- _ENTRIES SUPPLIED_:
========

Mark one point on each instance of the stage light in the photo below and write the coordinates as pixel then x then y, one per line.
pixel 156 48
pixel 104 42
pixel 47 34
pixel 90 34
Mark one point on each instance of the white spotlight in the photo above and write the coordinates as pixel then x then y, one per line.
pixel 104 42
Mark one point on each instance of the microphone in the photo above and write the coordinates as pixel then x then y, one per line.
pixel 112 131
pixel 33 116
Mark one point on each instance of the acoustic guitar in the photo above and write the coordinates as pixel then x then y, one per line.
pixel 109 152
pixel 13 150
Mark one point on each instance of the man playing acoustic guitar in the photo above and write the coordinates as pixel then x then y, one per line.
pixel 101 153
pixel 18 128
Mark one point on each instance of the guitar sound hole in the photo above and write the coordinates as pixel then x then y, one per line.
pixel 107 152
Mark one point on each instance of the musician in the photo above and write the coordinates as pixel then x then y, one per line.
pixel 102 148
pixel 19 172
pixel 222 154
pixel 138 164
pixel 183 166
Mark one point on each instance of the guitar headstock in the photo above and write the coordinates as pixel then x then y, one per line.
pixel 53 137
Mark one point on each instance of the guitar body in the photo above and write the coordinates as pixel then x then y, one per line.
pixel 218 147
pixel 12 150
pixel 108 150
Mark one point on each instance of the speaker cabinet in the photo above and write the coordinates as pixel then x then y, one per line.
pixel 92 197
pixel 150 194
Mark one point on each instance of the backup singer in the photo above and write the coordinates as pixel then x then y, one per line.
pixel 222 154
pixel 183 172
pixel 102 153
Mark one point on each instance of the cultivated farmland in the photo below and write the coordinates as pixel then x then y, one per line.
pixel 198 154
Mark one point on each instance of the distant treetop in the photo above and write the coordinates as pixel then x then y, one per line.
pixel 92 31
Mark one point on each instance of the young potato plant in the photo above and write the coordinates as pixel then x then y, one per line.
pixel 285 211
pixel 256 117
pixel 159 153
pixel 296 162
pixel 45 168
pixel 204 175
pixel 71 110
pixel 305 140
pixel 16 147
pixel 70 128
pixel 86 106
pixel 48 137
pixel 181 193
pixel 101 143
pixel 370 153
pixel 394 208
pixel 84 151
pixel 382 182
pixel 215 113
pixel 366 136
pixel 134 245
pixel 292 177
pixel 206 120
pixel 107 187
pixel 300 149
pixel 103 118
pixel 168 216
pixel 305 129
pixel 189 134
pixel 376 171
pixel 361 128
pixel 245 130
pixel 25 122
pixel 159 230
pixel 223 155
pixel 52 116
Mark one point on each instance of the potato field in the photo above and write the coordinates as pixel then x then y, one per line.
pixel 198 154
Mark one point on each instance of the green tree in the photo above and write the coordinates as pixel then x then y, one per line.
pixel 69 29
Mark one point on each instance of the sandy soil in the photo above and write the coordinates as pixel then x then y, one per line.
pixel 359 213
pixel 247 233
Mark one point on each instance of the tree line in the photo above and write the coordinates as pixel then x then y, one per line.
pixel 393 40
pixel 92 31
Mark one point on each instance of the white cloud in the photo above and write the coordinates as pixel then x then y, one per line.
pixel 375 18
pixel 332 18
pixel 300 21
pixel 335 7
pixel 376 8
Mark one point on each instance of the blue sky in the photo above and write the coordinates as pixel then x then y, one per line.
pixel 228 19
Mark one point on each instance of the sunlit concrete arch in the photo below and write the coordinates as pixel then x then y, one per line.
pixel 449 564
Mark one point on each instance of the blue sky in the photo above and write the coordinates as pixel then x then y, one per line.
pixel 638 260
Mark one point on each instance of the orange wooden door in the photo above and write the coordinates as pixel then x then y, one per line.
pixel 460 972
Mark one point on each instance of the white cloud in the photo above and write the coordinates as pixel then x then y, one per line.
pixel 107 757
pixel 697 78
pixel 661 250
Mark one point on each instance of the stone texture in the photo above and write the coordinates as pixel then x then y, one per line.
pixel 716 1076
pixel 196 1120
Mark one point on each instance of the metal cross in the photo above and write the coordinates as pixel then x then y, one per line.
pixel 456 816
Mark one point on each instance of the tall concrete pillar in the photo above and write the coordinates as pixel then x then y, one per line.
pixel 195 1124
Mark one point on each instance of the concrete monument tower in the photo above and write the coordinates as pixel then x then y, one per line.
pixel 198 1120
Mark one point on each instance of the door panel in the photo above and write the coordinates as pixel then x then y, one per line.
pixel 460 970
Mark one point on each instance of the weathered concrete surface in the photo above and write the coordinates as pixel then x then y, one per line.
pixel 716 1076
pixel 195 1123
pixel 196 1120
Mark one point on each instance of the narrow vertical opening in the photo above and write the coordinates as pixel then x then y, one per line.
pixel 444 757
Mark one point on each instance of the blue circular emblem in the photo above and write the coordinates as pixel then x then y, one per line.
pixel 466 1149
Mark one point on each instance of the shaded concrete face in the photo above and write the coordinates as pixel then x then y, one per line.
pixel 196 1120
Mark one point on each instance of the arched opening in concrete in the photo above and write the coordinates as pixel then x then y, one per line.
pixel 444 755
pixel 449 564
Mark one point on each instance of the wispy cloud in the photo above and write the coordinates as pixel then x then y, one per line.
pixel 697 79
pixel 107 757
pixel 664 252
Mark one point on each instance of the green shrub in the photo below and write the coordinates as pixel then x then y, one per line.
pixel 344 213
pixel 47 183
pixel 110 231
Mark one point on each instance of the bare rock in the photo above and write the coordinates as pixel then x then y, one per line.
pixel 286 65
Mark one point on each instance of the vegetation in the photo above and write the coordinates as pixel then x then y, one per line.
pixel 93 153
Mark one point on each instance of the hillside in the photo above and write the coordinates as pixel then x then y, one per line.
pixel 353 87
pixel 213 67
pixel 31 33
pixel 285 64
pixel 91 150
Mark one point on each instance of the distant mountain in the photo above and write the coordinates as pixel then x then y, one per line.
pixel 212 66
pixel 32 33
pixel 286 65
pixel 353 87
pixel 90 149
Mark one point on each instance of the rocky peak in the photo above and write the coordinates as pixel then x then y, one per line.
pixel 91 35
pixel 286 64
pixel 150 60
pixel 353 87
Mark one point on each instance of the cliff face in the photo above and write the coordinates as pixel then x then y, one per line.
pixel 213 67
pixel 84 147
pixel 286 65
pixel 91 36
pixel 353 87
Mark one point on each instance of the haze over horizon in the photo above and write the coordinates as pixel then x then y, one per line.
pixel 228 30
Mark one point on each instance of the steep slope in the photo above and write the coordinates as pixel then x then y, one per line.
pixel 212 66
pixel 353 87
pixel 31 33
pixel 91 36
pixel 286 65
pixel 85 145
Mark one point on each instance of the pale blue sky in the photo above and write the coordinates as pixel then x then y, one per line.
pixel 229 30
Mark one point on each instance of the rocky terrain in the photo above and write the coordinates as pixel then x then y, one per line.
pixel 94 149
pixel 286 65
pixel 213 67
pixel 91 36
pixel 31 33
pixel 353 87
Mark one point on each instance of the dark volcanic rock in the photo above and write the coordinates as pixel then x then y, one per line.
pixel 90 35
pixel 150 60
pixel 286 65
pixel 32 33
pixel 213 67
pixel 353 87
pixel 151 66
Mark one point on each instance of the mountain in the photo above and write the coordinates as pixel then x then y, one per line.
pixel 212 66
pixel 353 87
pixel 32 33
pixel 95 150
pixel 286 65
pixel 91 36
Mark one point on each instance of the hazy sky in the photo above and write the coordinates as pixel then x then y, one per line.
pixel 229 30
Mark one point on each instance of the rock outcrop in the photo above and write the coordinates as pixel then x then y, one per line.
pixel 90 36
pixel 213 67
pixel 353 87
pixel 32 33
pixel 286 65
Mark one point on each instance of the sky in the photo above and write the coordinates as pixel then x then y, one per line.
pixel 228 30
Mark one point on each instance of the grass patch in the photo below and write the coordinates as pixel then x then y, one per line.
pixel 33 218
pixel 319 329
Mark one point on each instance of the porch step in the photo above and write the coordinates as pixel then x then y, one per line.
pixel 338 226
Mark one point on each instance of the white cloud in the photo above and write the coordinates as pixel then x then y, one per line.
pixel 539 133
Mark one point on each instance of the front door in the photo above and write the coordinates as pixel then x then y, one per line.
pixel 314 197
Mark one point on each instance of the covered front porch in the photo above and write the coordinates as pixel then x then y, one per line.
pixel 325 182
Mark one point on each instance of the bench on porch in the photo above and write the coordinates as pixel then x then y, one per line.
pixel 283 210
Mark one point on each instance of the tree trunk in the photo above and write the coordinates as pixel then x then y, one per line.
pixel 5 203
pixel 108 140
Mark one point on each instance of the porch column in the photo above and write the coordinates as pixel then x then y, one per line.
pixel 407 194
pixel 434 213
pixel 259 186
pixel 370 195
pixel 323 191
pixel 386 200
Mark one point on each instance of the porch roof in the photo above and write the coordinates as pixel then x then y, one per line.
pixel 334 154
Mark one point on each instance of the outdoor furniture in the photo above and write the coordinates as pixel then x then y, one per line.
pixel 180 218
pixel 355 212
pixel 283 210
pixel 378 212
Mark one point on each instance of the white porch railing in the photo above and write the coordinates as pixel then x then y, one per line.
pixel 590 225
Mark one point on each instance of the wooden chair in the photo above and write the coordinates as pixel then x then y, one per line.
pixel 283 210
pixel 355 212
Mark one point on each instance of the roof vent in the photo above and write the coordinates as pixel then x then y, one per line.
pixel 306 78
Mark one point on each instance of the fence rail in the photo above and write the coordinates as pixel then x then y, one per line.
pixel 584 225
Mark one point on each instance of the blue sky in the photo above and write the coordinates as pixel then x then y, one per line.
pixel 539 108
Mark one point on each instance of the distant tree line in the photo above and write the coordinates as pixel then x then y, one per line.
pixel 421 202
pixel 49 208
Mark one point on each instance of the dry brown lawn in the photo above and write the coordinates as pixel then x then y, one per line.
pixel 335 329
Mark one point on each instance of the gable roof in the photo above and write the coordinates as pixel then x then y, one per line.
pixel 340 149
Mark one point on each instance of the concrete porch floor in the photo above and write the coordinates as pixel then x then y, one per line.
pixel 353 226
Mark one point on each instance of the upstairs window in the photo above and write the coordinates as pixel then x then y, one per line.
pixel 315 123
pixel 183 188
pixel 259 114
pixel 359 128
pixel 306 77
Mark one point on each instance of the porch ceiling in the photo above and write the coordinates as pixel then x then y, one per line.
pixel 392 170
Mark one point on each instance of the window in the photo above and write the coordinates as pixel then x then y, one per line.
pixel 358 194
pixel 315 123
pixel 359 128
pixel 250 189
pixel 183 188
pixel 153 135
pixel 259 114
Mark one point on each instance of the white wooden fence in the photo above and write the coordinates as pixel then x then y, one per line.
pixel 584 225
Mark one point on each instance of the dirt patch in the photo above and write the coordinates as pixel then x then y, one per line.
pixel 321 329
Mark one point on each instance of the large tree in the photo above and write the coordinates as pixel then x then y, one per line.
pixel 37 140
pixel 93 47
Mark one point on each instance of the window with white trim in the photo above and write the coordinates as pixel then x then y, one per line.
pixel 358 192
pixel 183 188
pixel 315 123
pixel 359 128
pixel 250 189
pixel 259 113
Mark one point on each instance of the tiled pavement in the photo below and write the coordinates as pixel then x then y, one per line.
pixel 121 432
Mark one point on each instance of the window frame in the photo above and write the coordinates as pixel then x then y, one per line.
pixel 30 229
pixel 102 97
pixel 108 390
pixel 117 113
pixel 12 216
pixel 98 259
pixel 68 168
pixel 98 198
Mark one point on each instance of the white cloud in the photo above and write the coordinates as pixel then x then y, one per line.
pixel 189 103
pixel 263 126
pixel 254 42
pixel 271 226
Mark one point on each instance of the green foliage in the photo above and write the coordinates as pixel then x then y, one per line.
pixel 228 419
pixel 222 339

========

- _PROBLEM TO SOLVE_: Please rewrite the material from the line with "Mark one point on each instance of the concrete porch" to the line with "pixel 353 226", replacing "concrete porch floor" with "front porch slab" and keeping everything else unchanged. Give only those lines.

- _FULL OUTPUT_:
Mark one point on each instance of the front porch slab in the photo above and write the coordinates as pixel then x then y, one per line.
pixel 353 226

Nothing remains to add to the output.